Page excerpt
>>
Since 2020, the machine learning (ML) community has experienced an exponential surge in large language model (LLM) sizes, escalating from 175 billion to a remarkable 10 trillion parameters in just three years. This rapid expansion has led to significant bottlenecks for AI developers, notably in the availability of GPUs, escalating compute costs, and the extended duration needed for training and improving these models.
As such, there has been a surge of research innovations in Parameter Efficient Fine Tuning (PEFT) methods, such as LoRA, which do not require fine-tuning of all parameters of the pre-trained model but only update a small portion of the parameters (task-specific parameters) while freezing most of the remaining weights. These methods have been shown to maintain task performance while substantially reducing the parameter budget needed for fine-tuning LLMs. However, they can’t be directly applied for full training (or, pre-training) of LLMs, since it is shown that training from scratch requires full-rank model training at the beginning until a low-rank subspace of the parameters is formed to reduce the optimization landscape.
This barrier was broken two weeks ago when Zhao et. al. introduced Gradient Low-rank Projection (GaLore). Their key idea was to instead leverage the slow-changing low-rank structure of the gradient of the weight matrix, rather than trying to approximate the weight matrix itself as low rank in LoRA. Interestingly, this phenomenon was also discovered and leveraged before for gradient compression to reduce the communication overhead in distributed training (e.g., GradiVeq in NeurIPS’18).
Compared to LoRA, GaLore significantly reduces optimizer states and total memory footprint by up to 82.5% and 63.3%, respectively, while maintaining training efficiency and model quality in pre-training and fine-tuning. GaLore’s central strategy involves maintaining only a compact “core” of the gradient in a dynamically adjusted low-rank subspace in optimizer memory. This approach leverages low-rank subspaces to approximate the primary trajectory of the gradient, commonly employed for complex optimization tasks such as LLM pre-training and fine-tuning. To ensure the alignment with the optimal full-rank outcome and prevent deviation, periodic recalculation of the projection is necessary. GaLore's low-rank subspaces act as a navigator, steering the descents towards the most likely direction for achieving the optimal results.
By supporting the newly developed GaLore as a ready-to-launch job in FEDML Nexus AI, we have enabled the pre-training and fine-tuning of models like LLaMA 7B with a token batch size of 256 on a single RTX 4090, without additional memory optimization.
This implies that we can train larger LLMs on a larger number of distributed GPUs than in data centers. But how can we achieve this? We further introduce FedLLM for federated learning on geo-distributed private data, and UnitedLLM for LLM pre-training and fine-tuning on decentralized community GPUs.
How to launch a GaLore Enabled training job in FEDML?
- Choose “Memory-Efficient LLM Training with GaLore” Job. Do a quick scan of the Description tab, it shows some basic usage for the code, referencing the original GaLore project's README. In the Source Code and Configuration tab, you can examine a more detailed layout and setup of the architecture.
Head to Launch > Job Store > Train
Log into FEDML Nexus AI Platform
- Hit the Launch button on the top right. You will be prompted to the default configuration for the job. You could either run it as it is or customize the settings further.
<<
Records shown
>>
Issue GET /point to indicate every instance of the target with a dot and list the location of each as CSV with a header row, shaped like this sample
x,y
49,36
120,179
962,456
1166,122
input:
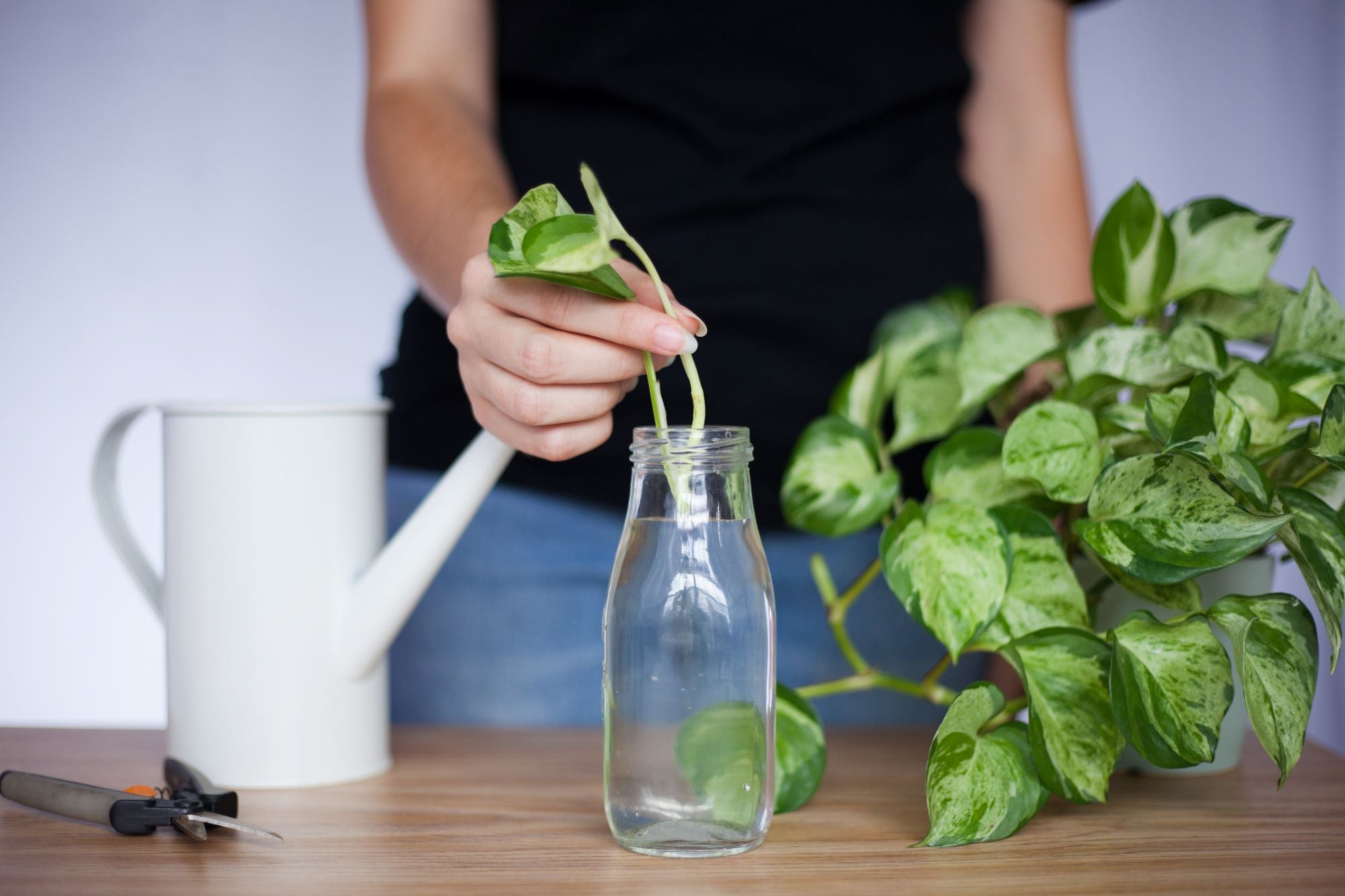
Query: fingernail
x,y
673,339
<<
Exercise brief
According to the GaLore article, what bottlenecks has the rapid growth in LLM sizes created for AI developers? List every one it names. Answer from the GaLore article alone, not from the data.

Answer section
- The availability of GPUs
- Escalating compute costs
- The extended duration needed for training and improving these models